▸ What is needed
Retype each record shown below, leaving every character as it is.

Saved entries
--
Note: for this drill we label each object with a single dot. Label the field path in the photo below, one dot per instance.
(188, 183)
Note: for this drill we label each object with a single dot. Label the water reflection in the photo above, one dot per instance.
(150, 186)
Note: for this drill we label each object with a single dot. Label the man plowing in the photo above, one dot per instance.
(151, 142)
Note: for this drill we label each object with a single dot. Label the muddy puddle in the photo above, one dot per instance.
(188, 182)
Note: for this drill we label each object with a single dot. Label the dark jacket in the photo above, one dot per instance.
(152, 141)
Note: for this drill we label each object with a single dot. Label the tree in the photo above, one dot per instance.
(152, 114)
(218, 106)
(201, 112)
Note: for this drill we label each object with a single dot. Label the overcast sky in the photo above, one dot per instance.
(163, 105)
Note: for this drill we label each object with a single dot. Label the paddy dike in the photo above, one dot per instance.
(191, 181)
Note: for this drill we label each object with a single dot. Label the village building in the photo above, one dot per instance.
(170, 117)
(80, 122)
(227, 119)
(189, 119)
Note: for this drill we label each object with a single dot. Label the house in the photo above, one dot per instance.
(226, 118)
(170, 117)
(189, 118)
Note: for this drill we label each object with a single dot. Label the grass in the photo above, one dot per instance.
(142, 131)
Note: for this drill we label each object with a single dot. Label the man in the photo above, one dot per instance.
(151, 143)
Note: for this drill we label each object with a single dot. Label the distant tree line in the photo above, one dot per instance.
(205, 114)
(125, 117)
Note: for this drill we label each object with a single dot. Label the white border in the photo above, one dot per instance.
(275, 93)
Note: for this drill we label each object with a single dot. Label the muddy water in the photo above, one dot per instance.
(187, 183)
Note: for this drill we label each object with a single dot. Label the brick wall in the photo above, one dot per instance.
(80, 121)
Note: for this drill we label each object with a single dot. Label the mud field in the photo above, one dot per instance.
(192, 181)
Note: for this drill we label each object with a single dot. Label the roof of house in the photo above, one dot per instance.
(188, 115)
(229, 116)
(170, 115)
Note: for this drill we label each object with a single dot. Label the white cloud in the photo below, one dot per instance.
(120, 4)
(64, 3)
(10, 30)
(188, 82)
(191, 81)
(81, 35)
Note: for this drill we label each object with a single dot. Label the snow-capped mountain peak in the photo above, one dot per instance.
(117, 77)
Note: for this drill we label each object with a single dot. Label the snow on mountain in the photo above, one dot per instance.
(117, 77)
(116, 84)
--
▸ Answer space
Note: for this drill we label each object with a single dot. Label the field path in the photo below, one dot per instance.
(188, 183)
Note: for this drill we label each object with a single dot. Label the water reflection in the photo above, one dot per instance.
(150, 186)
Note: for this drill we label each object with a single dot. Label the man plowing in the photo above, one dot per instance.
(151, 142)
Note: for this drill we label each object with a single dot. Label the muddy puddle in the photo above, one dot per instance.
(188, 182)
Note: for this drill we label each object with a single dot. Label the dark jacket in the photo above, one dot per instance.
(152, 141)
Note: for this drill we label each object with a single dot. Label the tree in the photo above, one dot per instance.
(152, 114)
(218, 106)
(201, 112)
Note: for this drill we label each object with a single dot. Label the overcast sky in the photo above, one dot per instance.
(163, 105)
Note: for this drill we label each object with a single dot. Label the paddy dike in the photo above, one dot per instance.
(191, 181)
Note: for this drill we label each object with a single dot. Label the village building in the photo above, one dot per instance.
(170, 117)
(80, 122)
(227, 119)
(189, 119)
Note: for this drill we label each object with a single dot. Label the house in the photo above, one dot per instance.
(226, 118)
(170, 117)
(189, 118)
Note: for this drill we label each object with a single dot. Label the grass in the photo above, one dot per instance.
(142, 131)
Note: for this drill we label each object with a single dot. Label the man in the photo above, one dot per instance.
(151, 143)
Note: for this drill we label each object with a single dot. Label the distant tree line in the photo above, one dot per instance.
(205, 114)
(125, 117)
Note: for this drill we label each object with a single dot. Label the white border in the photo above, one dot per instance.
(275, 93)
Note: for this drill we label each object with a single dot. Label the muddy water in the photo above, one dot per instance.
(187, 183)
Note: for this drill we label each object with a single dot. Label the brick wall in the photo above, one dot per instance.
(80, 121)
Note: for this drill we label each object with a single dot. Label the mud field in the photo above, one dot per instance.
(192, 181)
Note: for this drill we label each object with a single dot. Label the roof of house in the photo above, one dot per instance.
(188, 115)
(229, 116)
(170, 115)
Note: for this drill we label each object with a single dot. Label the white cloud in the photo below, one dot per instance.
(120, 4)
(64, 3)
(10, 30)
(188, 82)
(191, 81)
(81, 35)
Note: for this drill we label each object with a single dot. Label the snow-capped mountain peak in the photo above, one dot per instance.
(117, 77)
Note: for this drill we label each object with a single dot. Label the snow on mountain in the photo above, one dot per instance.
(117, 77)
(116, 84)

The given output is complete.